### Instruction:
Return every line of the records that contains the string "object", treating uppercase and lowercase letters as different.

### Supplied material:
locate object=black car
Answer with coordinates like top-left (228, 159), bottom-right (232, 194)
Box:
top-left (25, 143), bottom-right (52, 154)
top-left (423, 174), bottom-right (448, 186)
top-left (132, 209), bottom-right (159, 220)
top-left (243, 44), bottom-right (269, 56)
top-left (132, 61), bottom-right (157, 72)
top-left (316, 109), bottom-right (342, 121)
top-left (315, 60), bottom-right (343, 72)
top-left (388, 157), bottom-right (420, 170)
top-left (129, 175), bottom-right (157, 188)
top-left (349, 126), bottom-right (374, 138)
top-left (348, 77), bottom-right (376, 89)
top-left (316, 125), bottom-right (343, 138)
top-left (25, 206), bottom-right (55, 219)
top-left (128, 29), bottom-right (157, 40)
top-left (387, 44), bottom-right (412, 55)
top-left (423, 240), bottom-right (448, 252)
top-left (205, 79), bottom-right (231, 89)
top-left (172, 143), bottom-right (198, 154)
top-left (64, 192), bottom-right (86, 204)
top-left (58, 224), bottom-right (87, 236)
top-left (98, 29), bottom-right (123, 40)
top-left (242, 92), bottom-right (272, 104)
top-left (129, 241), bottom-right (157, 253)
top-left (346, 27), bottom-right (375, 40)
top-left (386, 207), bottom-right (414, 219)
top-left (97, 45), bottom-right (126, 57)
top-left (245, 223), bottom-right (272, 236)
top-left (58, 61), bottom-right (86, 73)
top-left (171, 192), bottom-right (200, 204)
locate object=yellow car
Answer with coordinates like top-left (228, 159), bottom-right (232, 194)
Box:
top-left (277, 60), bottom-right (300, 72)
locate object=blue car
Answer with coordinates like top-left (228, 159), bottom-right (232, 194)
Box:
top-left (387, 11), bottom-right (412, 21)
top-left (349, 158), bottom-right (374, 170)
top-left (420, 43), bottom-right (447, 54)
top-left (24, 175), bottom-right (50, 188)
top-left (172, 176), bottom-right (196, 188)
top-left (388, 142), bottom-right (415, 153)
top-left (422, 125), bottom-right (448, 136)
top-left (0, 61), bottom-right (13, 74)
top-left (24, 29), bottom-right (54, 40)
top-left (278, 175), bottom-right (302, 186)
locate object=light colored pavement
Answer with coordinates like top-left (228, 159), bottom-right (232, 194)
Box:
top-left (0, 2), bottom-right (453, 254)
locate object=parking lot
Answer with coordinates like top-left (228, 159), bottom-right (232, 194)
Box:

### The response:
locate object=black car
locate object=yellow car
locate object=blue car
locate object=light colored pavement
locate object=parking lot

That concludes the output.